What the exercise asks: Return all the entries below exactly as they were given.

Input for this task:
((

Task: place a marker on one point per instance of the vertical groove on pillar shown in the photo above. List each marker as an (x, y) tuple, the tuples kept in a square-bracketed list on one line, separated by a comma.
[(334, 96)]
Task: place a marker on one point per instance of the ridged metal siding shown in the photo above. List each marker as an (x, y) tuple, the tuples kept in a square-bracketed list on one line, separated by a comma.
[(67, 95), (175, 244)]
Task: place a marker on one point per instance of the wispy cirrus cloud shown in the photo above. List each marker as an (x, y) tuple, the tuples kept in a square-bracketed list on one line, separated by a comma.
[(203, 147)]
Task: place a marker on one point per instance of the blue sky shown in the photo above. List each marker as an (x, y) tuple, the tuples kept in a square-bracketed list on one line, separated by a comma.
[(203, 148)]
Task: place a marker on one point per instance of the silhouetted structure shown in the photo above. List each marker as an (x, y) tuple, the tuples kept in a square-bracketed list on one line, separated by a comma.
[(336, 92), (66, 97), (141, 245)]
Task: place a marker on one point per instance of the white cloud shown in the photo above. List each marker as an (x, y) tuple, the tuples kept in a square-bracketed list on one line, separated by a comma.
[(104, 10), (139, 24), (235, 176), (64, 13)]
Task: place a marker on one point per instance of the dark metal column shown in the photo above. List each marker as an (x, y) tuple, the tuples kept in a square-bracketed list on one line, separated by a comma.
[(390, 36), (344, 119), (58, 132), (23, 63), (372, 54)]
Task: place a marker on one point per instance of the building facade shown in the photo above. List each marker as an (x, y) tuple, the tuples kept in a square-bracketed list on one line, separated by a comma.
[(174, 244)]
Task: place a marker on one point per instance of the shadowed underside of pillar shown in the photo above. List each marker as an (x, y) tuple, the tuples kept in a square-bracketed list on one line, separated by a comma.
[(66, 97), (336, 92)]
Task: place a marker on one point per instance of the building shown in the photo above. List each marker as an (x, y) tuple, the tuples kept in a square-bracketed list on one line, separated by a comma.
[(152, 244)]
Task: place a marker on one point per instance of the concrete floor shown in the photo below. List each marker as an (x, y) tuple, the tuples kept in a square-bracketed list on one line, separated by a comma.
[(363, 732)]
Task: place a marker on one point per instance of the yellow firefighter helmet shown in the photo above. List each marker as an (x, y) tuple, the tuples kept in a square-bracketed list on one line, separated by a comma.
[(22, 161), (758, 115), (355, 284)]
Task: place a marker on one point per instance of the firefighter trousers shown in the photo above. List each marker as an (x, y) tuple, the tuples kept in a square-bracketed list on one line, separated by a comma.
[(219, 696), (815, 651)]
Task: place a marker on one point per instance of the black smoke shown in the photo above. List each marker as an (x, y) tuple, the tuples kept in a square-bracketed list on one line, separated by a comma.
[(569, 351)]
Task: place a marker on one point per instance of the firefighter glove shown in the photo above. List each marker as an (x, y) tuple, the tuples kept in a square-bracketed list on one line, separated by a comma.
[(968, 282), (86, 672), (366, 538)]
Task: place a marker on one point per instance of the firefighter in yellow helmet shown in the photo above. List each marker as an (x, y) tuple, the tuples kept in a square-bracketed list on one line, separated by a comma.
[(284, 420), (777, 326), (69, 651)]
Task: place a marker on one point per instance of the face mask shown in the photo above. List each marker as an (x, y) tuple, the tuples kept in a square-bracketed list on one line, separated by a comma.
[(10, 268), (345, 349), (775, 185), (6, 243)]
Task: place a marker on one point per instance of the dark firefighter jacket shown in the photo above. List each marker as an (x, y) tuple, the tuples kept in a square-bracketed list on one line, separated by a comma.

))

Worked solution:
Task: place a marker on one point per instance of the vertical groove on pillar shown in the photo above. List each marker as an (x, y) tuple, the tuples kept in a square-bracketed list on one line, separated by a comma.
[(334, 96)]
Task: place a marker on one point per instance of the ridged metal siding shown in the photo above. List each marker as an (x, y) tuple, the tuples kept in a square-bracketed list on one line, separated by a comma.
[(67, 95), (175, 244)]
Task: place a marker on one point per instance of the wispy cirrus cloud shown in the photo above. List each marker as an (x, y) tuple, the tuples kept in a square-bracketed list on one line, separated by a comma.
[(203, 147)]
Task: place a marker on one point per instance of the blue sky shown in the photo above. List each marker as an (x, y) tuple, the tuples kept in a square-bracketed list on one line, separated by a comma.
[(203, 148)]
Task: place a marker on one point per instance of the silhouetted structure shown in the photo above. List each marker as an (x, y) tuple, the tuples kept in a square-bracketed list on one line, separated by a comma.
[(336, 92), (66, 97), (141, 245)]
Task: place a marker on one point per instance of the white cloud shown in the photo above. List each marker as an (x, y) tuple, the tuples kept in a square-bracketed list on one line, separated by a comma.
[(104, 10), (139, 24), (235, 176), (64, 13)]
Task: place a marker on one point per instance of the dark metal column shown in the photo above. List each marker as an (x, y) tuple, the tuples kept in a square-bracketed list on one line, separated by a comma.
[(390, 36), (344, 119), (58, 132), (23, 63), (372, 54)]
Task: place a marker on one point per instance of the building facade shown in the photo above. List each marker as an (x, y) tuple, the tuples kept in a square-bracketed list on one line, separated by a comma.
[(174, 244)]
Task: place a marker on one point per instance of the shadowed underside of pillar shown in the photo above. List each marker as an (x, y) tuple, the tuples kept in a square-bracketed list on one line, separated by a comma.
[(66, 97), (336, 92)]
Task: place a marker on one point per instance of the building shown in the photo above. List each marker as an (x, y) tuple, the tuples kept in a square-bracketed list on one line, separated by a comma.
[(152, 244)]
Task: place a marker on one point per instance of the concrete floor shown in the photo below. List each marker as an (x, y) tuple, the tuples kept in a square-bracketed list on one line, separated by a comma.
[(363, 732)]
Task: place a marker on one point per instance of the yellow firefighter helmet shown in the photo above. List each marker as an (x, y) tuple, the tuples kept in a square-bracketed list on one line, separated by a comma.
[(22, 161), (758, 115), (355, 284)]
Task: place a marker on one point per instance of the firefighter trousers shown in the photo above. List each marker as an (x, y) tuple, the tuples kept in a square-bracketed list on one line, separated by a comma.
[(219, 696), (815, 651)]
Task: place a marker on one point per instance of the black smoke shown in the photo above. List each marker as an (x, y) tuple, the tuples kept in a square-bracketed list on one line, separated by a comma.
[(569, 351)]
Task: place a marker on one point per instance of the firefighter glove shown in the photo above. List each marker as an (x, y) tuple, the tuples kept in a square-bracketed list on one line, separated by a comma.
[(968, 282), (86, 672), (366, 538)]
Task: place a marker on one point per instance of the firefighter in yellow helmet shown in the photo above. List each marker as an (x, y) tuple, the tuples kept in a square-bracketed list on one line, separated by a comma.
[(284, 420), (777, 326), (69, 651)]
Task: place a marker on one point per instance of the face mask shown in the photo above. List each marker as an (x, y) tuple, the tuples kept in a square-bracketed list on one line, separated by a comma.
[(10, 268), (345, 349), (775, 185), (6, 243)]
Task: place a marker on one point per instance of the dark firefighter jacket shown in the photo above. List each marker as an (x, y) tuple, the tuples kept in a square-bracketed list on one line, separated by a comma.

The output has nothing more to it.